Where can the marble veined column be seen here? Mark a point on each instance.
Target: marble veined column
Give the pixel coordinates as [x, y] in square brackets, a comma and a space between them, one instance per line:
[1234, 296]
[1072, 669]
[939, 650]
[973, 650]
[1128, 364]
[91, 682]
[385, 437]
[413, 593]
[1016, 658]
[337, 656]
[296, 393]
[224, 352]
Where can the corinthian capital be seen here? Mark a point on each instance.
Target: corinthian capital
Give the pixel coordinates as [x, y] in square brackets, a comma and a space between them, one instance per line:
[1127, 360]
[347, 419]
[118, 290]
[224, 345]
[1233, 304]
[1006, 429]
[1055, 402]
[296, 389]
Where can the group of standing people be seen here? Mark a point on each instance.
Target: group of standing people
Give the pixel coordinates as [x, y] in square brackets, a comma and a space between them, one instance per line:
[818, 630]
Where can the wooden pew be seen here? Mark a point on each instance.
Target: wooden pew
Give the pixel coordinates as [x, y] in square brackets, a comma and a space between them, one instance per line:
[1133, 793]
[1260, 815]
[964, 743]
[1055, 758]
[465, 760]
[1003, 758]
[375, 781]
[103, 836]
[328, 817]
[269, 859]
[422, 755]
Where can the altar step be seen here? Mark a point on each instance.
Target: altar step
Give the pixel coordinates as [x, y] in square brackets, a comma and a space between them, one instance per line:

• • • • • • •

- _Task item_
Considering only lines of the records that hold the string "corinthian", state how many there are and nothing else.

- _Task response_
2